**Required action**
In the records below, find the line containing "pulp in the picture above." and print it and every line after it exactly, through the end. Skip pictures.
Listed records section start
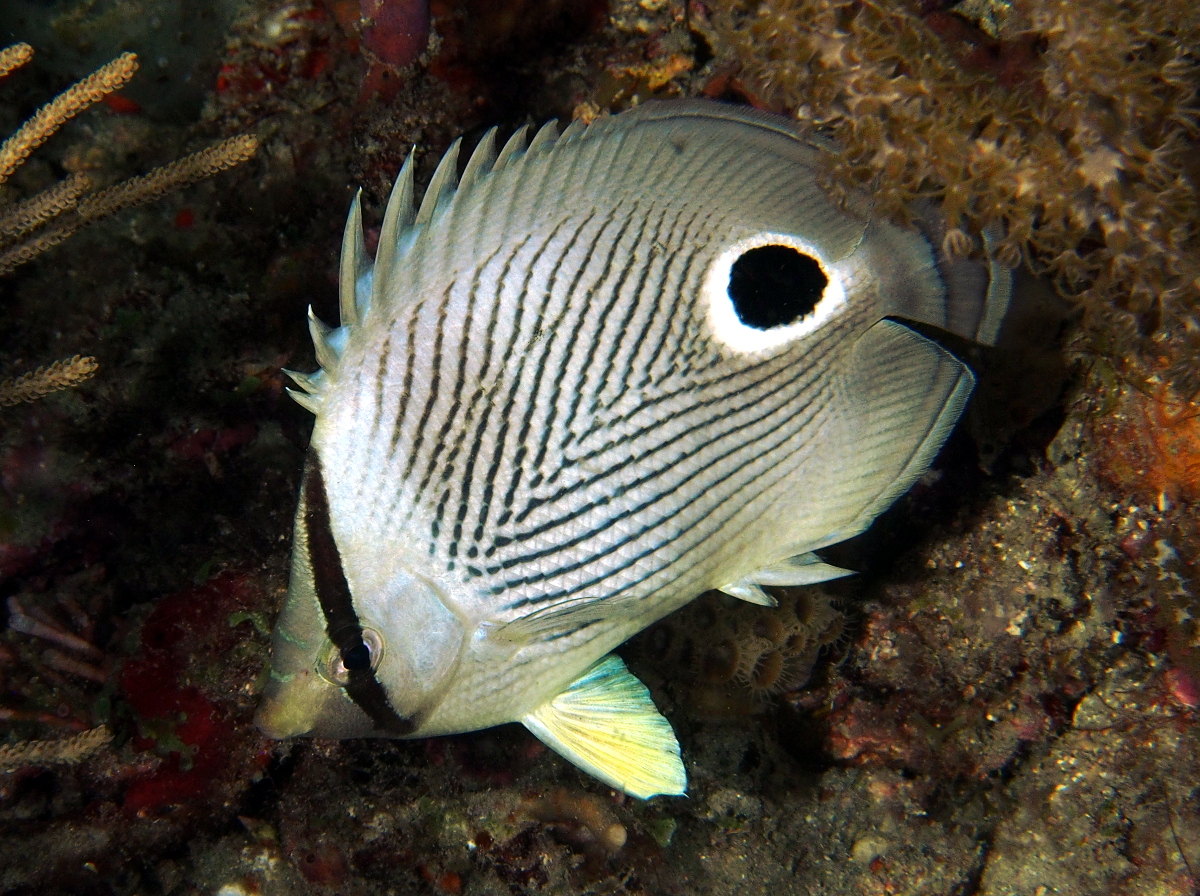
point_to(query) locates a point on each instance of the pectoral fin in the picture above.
(607, 725)
(799, 570)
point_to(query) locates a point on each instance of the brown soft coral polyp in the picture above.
(1073, 132)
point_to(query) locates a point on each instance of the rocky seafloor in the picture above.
(1005, 701)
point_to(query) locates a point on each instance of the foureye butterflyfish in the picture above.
(603, 372)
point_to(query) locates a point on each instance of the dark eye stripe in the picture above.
(334, 595)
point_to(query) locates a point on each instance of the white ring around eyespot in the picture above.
(723, 320)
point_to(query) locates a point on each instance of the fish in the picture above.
(603, 372)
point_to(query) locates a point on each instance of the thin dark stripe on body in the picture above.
(342, 624)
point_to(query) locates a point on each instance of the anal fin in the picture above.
(799, 570)
(607, 725)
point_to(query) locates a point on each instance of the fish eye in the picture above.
(336, 666)
(769, 289)
(775, 286)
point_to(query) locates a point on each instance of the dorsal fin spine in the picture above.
(354, 263)
(442, 185)
(324, 342)
(397, 220)
(514, 148)
(480, 162)
(545, 138)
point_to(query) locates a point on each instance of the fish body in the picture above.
(607, 371)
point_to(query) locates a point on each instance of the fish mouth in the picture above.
(282, 709)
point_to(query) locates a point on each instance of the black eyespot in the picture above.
(775, 286)
(357, 657)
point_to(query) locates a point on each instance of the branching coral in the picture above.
(63, 751)
(1075, 132)
(730, 655)
(29, 228)
(45, 380)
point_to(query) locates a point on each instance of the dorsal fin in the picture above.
(480, 162)
(354, 264)
(573, 131)
(442, 185)
(545, 137)
(515, 146)
(397, 217)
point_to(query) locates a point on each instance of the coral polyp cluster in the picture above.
(729, 655)
(1073, 131)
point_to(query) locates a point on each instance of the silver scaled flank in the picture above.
(603, 372)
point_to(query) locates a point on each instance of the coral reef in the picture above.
(61, 751)
(1073, 132)
(725, 657)
(46, 380)
(1012, 690)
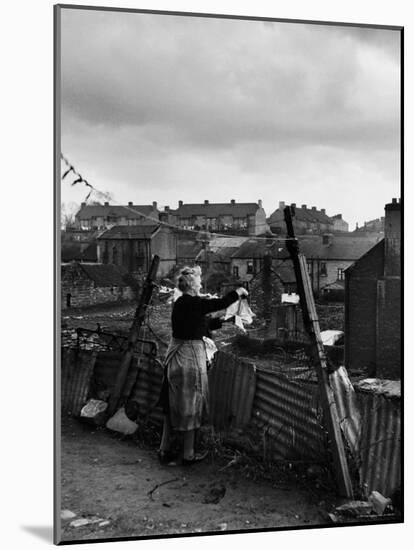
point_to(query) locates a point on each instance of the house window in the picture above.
(341, 274)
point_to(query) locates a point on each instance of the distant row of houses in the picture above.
(240, 257)
(232, 217)
(363, 268)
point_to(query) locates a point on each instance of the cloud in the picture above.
(156, 105)
(218, 82)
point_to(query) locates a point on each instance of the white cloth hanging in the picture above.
(241, 312)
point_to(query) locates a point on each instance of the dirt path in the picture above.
(110, 478)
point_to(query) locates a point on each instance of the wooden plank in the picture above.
(311, 322)
(133, 336)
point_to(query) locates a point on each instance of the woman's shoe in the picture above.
(197, 457)
(166, 457)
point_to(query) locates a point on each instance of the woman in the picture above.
(185, 388)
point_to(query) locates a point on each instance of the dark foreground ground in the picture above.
(122, 483)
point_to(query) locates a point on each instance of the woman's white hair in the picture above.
(186, 280)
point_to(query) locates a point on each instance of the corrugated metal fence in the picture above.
(232, 384)
(285, 411)
(380, 445)
(289, 414)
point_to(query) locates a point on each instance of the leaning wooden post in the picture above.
(133, 335)
(311, 322)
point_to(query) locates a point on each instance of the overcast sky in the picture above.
(163, 108)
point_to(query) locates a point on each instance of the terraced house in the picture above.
(307, 220)
(247, 218)
(105, 216)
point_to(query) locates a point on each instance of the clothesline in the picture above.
(104, 195)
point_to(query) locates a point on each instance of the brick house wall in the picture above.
(79, 290)
(361, 310)
(373, 304)
(388, 359)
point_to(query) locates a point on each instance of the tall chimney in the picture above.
(392, 235)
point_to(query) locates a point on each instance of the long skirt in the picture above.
(184, 396)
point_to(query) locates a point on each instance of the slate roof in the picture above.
(129, 232)
(73, 251)
(214, 210)
(336, 285)
(286, 272)
(343, 247)
(218, 243)
(132, 212)
(105, 274)
(253, 248)
(188, 250)
(302, 214)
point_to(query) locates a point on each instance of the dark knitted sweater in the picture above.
(189, 321)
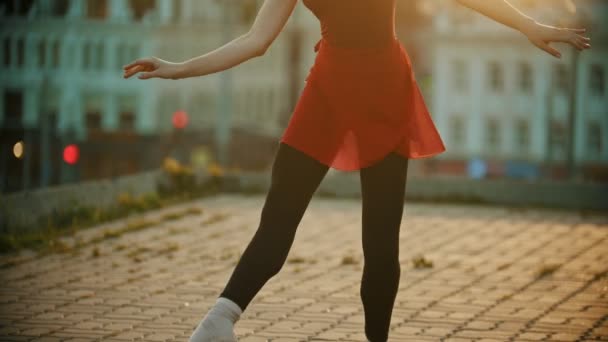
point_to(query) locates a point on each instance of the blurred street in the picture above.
(482, 273)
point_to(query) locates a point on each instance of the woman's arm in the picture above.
(540, 35)
(267, 25)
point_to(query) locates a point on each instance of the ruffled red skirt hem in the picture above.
(360, 104)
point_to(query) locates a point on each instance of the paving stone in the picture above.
(483, 285)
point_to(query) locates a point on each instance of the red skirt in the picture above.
(358, 105)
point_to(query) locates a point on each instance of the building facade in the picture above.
(61, 80)
(497, 97)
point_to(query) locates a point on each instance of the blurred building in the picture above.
(498, 98)
(61, 83)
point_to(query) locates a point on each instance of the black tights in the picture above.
(295, 178)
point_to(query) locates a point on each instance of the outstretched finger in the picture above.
(146, 75)
(577, 30)
(550, 49)
(132, 64)
(142, 62)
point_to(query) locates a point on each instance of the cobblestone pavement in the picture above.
(497, 274)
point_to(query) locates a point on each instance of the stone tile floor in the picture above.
(486, 281)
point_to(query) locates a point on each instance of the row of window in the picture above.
(48, 55)
(493, 134)
(100, 9)
(495, 80)
(94, 9)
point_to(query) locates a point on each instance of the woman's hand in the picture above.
(541, 35)
(153, 67)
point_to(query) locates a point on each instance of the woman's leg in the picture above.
(294, 179)
(383, 196)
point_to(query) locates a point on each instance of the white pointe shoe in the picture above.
(214, 329)
(218, 323)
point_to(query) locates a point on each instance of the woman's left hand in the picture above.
(541, 35)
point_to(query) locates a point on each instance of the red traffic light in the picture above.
(70, 154)
(180, 119)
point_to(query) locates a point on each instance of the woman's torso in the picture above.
(355, 23)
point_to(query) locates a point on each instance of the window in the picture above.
(492, 134)
(457, 133)
(127, 121)
(561, 81)
(594, 137)
(176, 10)
(525, 77)
(55, 54)
(97, 9)
(41, 53)
(86, 56)
(596, 80)
(13, 106)
(93, 121)
(558, 137)
(459, 75)
(7, 51)
(17, 7)
(100, 56)
(141, 7)
(60, 7)
(20, 52)
(496, 76)
(522, 134)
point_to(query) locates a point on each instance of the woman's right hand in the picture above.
(153, 67)
(541, 35)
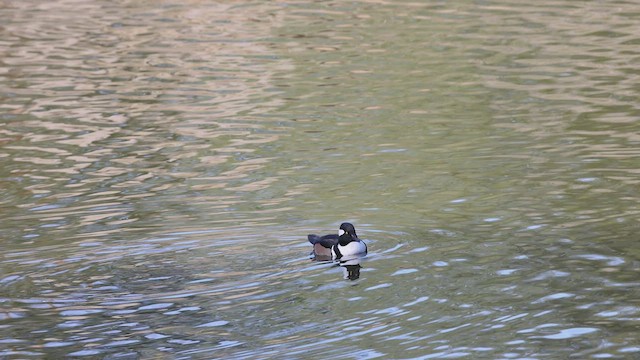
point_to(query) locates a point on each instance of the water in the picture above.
(162, 164)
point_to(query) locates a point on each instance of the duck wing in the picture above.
(326, 241)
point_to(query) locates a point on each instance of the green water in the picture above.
(162, 164)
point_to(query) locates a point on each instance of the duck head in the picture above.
(347, 234)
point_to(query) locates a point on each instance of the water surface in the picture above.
(163, 163)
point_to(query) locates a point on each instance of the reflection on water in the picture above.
(162, 163)
(351, 268)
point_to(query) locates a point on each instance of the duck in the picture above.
(344, 245)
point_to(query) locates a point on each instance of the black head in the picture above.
(347, 234)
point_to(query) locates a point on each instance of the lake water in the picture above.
(163, 161)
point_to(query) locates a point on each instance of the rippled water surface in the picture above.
(163, 161)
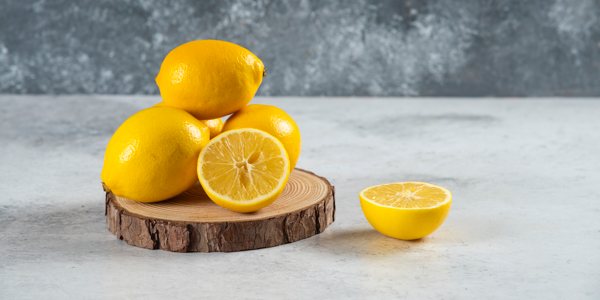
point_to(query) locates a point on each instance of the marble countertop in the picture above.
(525, 221)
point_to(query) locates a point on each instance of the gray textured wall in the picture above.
(335, 47)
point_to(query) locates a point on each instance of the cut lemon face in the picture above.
(243, 170)
(406, 210)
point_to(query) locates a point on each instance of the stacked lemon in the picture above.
(243, 164)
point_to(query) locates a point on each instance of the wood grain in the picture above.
(191, 222)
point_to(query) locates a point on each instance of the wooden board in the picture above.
(191, 222)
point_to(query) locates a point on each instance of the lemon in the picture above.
(243, 170)
(214, 125)
(272, 120)
(153, 155)
(405, 210)
(209, 78)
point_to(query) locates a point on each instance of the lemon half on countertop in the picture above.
(405, 210)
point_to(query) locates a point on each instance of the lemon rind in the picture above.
(254, 201)
(445, 202)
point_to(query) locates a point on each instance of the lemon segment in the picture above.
(272, 120)
(214, 125)
(243, 170)
(406, 210)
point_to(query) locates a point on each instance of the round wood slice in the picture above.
(191, 222)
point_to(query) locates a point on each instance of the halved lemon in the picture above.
(243, 170)
(406, 210)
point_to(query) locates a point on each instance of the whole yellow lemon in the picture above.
(153, 155)
(272, 120)
(209, 78)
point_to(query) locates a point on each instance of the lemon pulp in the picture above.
(243, 170)
(406, 210)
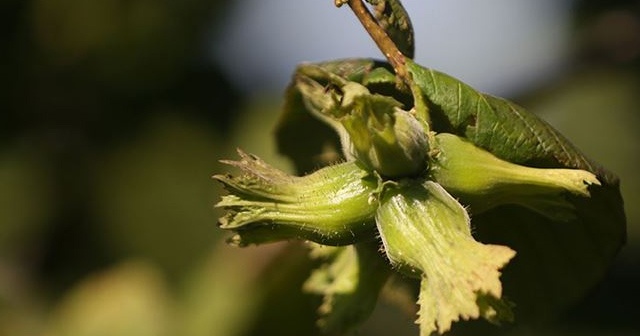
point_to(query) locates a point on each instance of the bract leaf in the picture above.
(349, 281)
(393, 18)
(426, 233)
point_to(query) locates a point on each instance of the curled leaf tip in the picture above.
(331, 205)
(426, 234)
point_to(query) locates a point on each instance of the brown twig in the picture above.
(382, 40)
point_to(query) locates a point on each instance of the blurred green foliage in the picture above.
(111, 122)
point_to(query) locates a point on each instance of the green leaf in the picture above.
(498, 125)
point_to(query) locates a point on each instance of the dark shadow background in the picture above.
(112, 119)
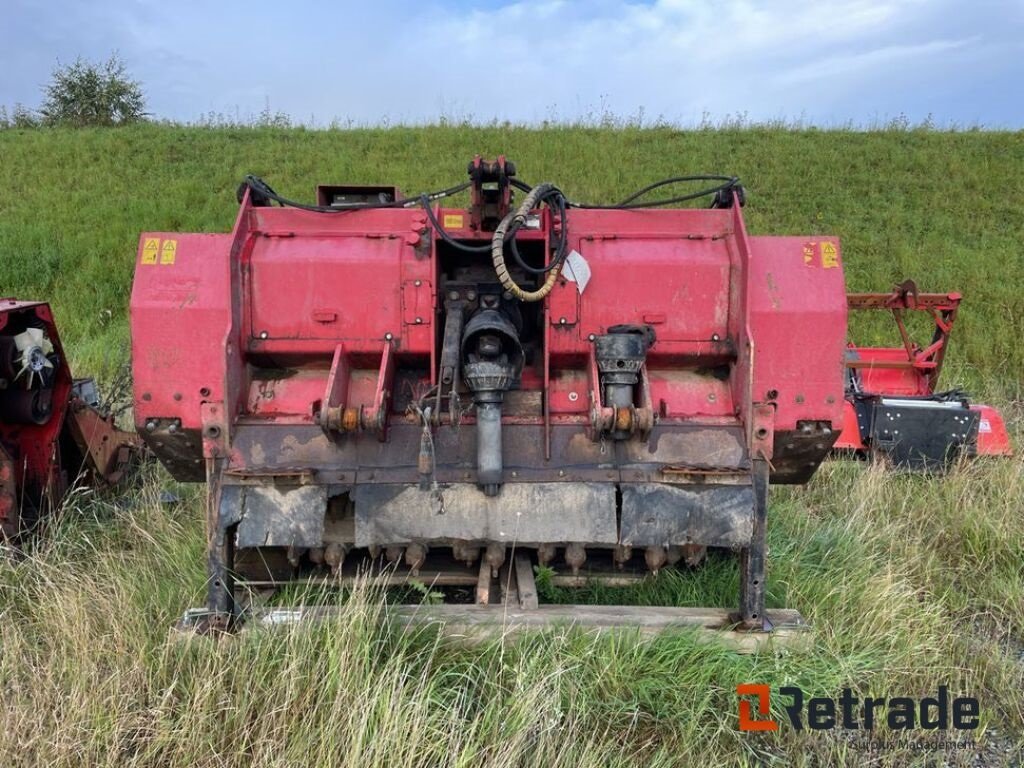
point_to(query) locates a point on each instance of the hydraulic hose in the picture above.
Listed records section end
**Response to the exercise**
point_to(query) locates a point on each instance of the lemon pulp in the picture above.
(243, 170)
(406, 210)
point_to(query) locates a point on each instance of the bract leaf in the picture above.
(349, 281)
(393, 18)
(426, 233)
point_to(query) locates a point on each instance of the curled leaf tip in the picture above.
(331, 205)
(426, 234)
point_to(query) locates a point on each instance of the brown twig in the picture above.
(382, 40)
point_to(query) locates a point on each instance of the blurred green foliage in the picture above.
(111, 122)
point_to(query) locates a point on each instance of the green leaf in the picture above.
(498, 125)
point_to(query) locates a point on each instance of the dark shadow background in the picture above.
(112, 119)
point_to(query) locates a point on each instance of the hydraulic hose in the picture above.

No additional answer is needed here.